THE EXERCISE ▸ Copy out every line exactly as given.

§

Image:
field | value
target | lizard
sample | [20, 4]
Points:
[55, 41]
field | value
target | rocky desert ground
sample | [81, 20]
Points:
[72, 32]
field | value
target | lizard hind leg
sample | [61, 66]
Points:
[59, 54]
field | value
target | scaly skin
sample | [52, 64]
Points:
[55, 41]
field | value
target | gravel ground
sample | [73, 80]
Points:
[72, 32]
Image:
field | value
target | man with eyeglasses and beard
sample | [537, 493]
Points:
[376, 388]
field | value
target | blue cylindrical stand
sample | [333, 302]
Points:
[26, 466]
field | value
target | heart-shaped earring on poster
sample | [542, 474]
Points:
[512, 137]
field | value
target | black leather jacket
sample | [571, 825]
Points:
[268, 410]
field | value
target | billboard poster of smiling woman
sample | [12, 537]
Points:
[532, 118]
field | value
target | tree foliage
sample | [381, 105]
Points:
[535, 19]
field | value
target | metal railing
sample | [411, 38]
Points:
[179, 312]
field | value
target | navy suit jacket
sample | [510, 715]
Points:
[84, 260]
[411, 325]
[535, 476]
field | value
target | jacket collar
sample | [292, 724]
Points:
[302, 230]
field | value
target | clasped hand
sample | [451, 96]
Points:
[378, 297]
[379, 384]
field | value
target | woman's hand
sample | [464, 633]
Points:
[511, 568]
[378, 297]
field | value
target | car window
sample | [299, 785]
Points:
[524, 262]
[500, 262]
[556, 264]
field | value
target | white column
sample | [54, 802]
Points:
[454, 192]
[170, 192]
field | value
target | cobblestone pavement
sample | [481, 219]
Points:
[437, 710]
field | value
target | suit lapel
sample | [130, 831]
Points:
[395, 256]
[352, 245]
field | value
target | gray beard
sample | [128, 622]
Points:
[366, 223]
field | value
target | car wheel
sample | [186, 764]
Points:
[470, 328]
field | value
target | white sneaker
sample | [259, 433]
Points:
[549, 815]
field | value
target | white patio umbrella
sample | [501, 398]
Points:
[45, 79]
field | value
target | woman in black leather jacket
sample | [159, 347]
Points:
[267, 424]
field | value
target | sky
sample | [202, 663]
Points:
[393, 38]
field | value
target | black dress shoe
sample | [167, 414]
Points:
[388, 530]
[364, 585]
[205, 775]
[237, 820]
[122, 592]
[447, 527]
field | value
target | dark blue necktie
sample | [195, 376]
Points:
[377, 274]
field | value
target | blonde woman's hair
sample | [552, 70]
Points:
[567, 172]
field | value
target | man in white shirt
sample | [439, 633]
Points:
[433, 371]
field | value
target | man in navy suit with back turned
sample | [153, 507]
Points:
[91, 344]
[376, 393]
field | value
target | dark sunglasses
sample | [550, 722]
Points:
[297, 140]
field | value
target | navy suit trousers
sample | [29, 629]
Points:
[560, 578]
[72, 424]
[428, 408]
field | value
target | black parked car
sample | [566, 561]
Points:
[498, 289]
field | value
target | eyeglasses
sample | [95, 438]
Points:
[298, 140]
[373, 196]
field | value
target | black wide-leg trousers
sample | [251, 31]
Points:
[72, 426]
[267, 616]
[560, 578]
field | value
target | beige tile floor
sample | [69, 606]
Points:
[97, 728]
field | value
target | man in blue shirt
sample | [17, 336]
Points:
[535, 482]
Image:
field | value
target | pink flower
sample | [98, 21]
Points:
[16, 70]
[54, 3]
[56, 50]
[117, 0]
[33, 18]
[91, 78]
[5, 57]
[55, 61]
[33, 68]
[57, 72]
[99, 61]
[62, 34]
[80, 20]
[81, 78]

§

SOLUTION ▸
Image:
field | value
target | lizard
sample | [20, 4]
Points:
[55, 41]
field | value
target | rocky desert ground
sample | [81, 20]
Points:
[72, 32]
field | value
target | lizard hind leg
sample | [61, 66]
Points:
[59, 54]
field | value
target | scaly skin
sample | [52, 64]
Points:
[55, 41]
field | value
target | gravel ground
sample | [73, 80]
Points:
[72, 32]
Image:
field | value
target | man with eyeglasses and beard
sample | [537, 493]
Points:
[376, 388]
field | value
target | blue cylindrical stand
sample | [333, 302]
Points:
[26, 466]
field | value
target | heart-shaped earring on poster
sample | [542, 474]
Points:
[512, 137]
field | value
target | black leather jacket
sample | [571, 825]
Points:
[268, 410]
field | value
target | billboard poster of smiling woman
sample | [12, 537]
Points:
[532, 118]
field | value
target | tree foliage
sample | [381, 105]
Points:
[535, 19]
field | value
target | metal railing
sample | [411, 38]
Points:
[179, 312]
field | value
target | navy suit jacket
sample | [510, 715]
Points:
[84, 260]
[411, 325]
[535, 476]
field | value
target | jacket collar
sample | [292, 724]
Points:
[302, 230]
field | value
target | clasped hand
sample | [451, 96]
Points:
[378, 297]
[379, 384]
field | value
target | woman's hand
sample | [464, 633]
Points:
[511, 568]
[378, 297]
field | value
target | car window
sample | [299, 785]
Points:
[524, 262]
[500, 262]
[556, 264]
field | value
target | white column
sample | [54, 802]
Points:
[454, 192]
[170, 192]
field | value
target | cobblestone pavement
sample | [481, 219]
Points:
[437, 710]
field | value
target | suit lapel
sample | [130, 831]
Points:
[395, 256]
[352, 245]
field | value
target | gray beard
sample | [128, 622]
Points:
[366, 223]
field | value
target | car wheel
sample | [186, 764]
Points:
[470, 328]
field | value
target | white sneaker
sample | [259, 433]
Points:
[549, 815]
field | value
target | white patio umbrella
sample | [501, 398]
Points:
[45, 79]
field | value
target | woman in black leather jacket
sample | [159, 347]
Points:
[267, 424]
field | value
target | sky
sample | [202, 663]
Points:
[393, 38]
field | value
target | black dress shoe
sample | [167, 414]
Points:
[388, 530]
[364, 585]
[205, 775]
[237, 820]
[122, 592]
[447, 527]
field | value
target | dark blue necktie
sample | [195, 376]
Points:
[377, 274]
field | value
target | blonde woman's hair
sample | [552, 70]
Points:
[567, 172]
field | value
target | man in white shirt
sample | [439, 633]
Points:
[433, 371]
field | value
target | man in navy suit with back turned
sample | [153, 507]
Points:
[91, 344]
[376, 393]
field | value
target | dark sunglasses
sample | [550, 722]
Points:
[297, 140]
field | value
target | navy suit trousers
sample | [29, 629]
Points:
[560, 578]
[72, 424]
[428, 408]
field | value
target | black parked car
sample | [566, 561]
Points:
[498, 289]
field | value
target | eyeglasses
sample | [95, 438]
Points:
[298, 140]
[373, 196]
field | value
target | black wide-leg trousers
sample | [251, 31]
Points:
[72, 426]
[267, 616]
[560, 578]
field | value
target | beige tile floor
sample | [69, 606]
Points:
[97, 728]
field | value
target | man in blue shirt
sample | [17, 336]
Points:
[535, 482]
Image:
field | value
target | pink flower
sample | [98, 21]
Points:
[16, 70]
[54, 3]
[56, 50]
[117, 0]
[33, 18]
[91, 78]
[5, 57]
[55, 61]
[33, 68]
[57, 72]
[99, 61]
[62, 34]
[80, 20]
[81, 78]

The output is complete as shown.